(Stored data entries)

════════════════

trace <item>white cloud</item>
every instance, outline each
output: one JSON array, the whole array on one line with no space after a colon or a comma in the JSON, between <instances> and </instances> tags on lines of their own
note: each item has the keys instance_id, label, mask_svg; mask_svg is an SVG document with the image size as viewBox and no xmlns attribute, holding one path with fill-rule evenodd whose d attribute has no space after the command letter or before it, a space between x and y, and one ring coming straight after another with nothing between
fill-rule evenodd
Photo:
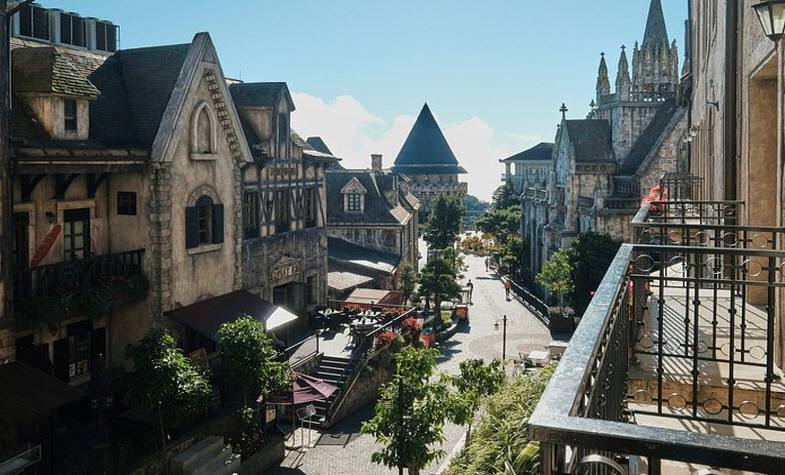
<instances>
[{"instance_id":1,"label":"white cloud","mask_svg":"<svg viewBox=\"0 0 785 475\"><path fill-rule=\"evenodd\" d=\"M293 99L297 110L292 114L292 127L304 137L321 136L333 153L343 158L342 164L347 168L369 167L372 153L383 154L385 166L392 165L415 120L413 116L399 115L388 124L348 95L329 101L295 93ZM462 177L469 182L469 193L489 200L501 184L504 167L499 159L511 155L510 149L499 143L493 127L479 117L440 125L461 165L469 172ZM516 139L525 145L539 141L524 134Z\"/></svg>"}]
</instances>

════════════════

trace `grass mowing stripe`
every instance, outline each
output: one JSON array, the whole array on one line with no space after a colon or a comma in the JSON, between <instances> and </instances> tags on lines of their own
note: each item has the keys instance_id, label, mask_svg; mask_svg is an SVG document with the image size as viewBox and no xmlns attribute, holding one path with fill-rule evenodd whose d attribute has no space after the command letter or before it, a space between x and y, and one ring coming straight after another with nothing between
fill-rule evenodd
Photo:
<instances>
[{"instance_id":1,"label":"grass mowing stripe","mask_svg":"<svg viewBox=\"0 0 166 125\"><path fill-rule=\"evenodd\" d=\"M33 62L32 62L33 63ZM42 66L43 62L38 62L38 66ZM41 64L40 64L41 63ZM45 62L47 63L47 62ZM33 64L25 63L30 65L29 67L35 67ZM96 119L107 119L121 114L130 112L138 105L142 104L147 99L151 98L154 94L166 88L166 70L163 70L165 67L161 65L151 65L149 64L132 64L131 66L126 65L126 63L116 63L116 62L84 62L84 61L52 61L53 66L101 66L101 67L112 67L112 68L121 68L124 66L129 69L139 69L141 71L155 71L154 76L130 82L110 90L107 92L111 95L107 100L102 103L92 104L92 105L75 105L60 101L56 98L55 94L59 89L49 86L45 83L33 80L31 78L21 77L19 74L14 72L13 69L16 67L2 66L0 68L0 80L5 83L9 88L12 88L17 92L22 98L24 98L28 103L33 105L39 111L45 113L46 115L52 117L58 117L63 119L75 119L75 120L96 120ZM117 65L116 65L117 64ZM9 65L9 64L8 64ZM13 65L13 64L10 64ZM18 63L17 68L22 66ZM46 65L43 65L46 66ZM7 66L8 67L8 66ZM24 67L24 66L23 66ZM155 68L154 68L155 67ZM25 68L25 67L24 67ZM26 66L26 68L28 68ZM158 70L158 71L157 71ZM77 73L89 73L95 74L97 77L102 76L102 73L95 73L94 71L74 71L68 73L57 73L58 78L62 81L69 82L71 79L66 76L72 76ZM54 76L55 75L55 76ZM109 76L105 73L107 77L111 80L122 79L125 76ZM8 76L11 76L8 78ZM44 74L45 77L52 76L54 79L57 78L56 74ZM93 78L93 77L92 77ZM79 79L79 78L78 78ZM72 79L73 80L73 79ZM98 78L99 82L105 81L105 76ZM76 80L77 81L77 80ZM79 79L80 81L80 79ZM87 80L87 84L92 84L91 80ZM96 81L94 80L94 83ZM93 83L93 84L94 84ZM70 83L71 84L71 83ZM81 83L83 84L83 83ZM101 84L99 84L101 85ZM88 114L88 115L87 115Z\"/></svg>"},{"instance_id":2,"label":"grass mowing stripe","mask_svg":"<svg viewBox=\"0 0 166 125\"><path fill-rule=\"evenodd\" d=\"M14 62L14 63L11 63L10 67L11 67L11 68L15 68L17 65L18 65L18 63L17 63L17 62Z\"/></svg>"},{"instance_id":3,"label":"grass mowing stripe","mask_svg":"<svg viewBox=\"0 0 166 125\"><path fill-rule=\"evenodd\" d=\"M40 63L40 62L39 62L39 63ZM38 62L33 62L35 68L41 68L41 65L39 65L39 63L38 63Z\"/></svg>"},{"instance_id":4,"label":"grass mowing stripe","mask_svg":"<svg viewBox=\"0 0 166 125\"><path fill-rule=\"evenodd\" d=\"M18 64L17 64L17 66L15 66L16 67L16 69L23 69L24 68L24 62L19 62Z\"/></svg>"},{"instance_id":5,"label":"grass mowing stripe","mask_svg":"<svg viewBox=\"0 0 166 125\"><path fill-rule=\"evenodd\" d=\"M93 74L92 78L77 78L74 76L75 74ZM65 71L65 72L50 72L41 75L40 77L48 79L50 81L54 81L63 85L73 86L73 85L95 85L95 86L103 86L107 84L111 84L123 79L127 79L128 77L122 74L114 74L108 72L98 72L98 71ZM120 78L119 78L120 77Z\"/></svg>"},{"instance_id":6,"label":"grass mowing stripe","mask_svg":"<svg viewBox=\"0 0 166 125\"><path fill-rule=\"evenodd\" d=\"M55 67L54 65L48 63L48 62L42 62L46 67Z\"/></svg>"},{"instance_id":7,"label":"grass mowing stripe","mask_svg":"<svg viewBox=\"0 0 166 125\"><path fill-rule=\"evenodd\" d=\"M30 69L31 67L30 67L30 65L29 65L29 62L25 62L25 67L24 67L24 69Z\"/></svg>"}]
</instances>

════════════════

§ **Task item**:
Of all the lines in the data above, show only those that hold the word "trace".

§ **Solution to this task**:
trace <item>white cloud</item>
trace `grass mowing stripe`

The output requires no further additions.